Reports

Your question is missing some details but assuming my assumptions are correct:

I get an error Couldn't open shared file mapping:.. when running this code, most likely because the tensor is implicitly being copied to shared memory and second copy does not fit. There is exactly the same error if I call share_memory_() on this tensor explicitly, for the same reason.

This is correct. You will end up with two tensors:

Original CPU tensor (private memory)
Shared-memory tensor (a copy)

And as you say, it won't fit.

One approach besides the file thing could be to use multiprocessing's shared_memory e.g.

import torch
import numpy as np
from multiprocessing import shared_memory

tensor_shape = (1024, 1024, 512)
dtype = np.float32
num_elements = np.prod(tensor_shape)

sh_mem = shared_memory.SharedMemory(create=True, size=num_elements * np.dtype(dtype).itemsize)
np_array = np.ndarray(tensor_shape, dtype=dtype, buffer=sh_mem.buf)

# create tensor without actually copying data
tensor = torch.from_numpy(np_array)

As further proof of no copying, you can check the base pointer of each:

>>> print(np_array.ctypes.data)
133277195173888
>>> print(tensor.data_ptr())
133277195173888

and they should match up.

79490320
□ □ □
▸ **SHORT TASK**
Answer these about the forum answer on shared memory:
(a) What two tensors does it say you end up with?
(b) What tensor shape does the code set?
(c) What number do both print calls show?
The lines that follow have nothing to do with the forum answer on shared memory.

▸ **DATA LINES**
□ □ □
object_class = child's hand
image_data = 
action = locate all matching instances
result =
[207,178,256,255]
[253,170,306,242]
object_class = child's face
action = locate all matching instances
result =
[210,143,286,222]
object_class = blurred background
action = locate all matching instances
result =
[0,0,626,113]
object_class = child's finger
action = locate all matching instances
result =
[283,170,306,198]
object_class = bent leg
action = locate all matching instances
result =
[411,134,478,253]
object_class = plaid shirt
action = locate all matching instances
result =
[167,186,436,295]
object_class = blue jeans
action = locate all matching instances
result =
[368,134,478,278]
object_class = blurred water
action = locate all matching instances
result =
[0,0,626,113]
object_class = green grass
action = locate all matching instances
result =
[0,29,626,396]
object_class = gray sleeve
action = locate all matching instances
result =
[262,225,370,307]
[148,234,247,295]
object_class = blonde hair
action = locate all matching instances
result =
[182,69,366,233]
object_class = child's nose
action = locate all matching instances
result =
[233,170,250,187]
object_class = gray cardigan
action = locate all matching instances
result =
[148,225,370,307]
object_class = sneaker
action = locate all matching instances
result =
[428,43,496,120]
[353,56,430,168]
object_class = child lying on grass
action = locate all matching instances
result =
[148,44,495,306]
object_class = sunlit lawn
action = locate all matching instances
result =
□ □ □
▸ **ANSWER TO THE TASK**
(a) The original CPU tensor (private memory) and a shared-memory tensor (a copy).
(b) (1024, 1024, 512)
(c) 133277195173888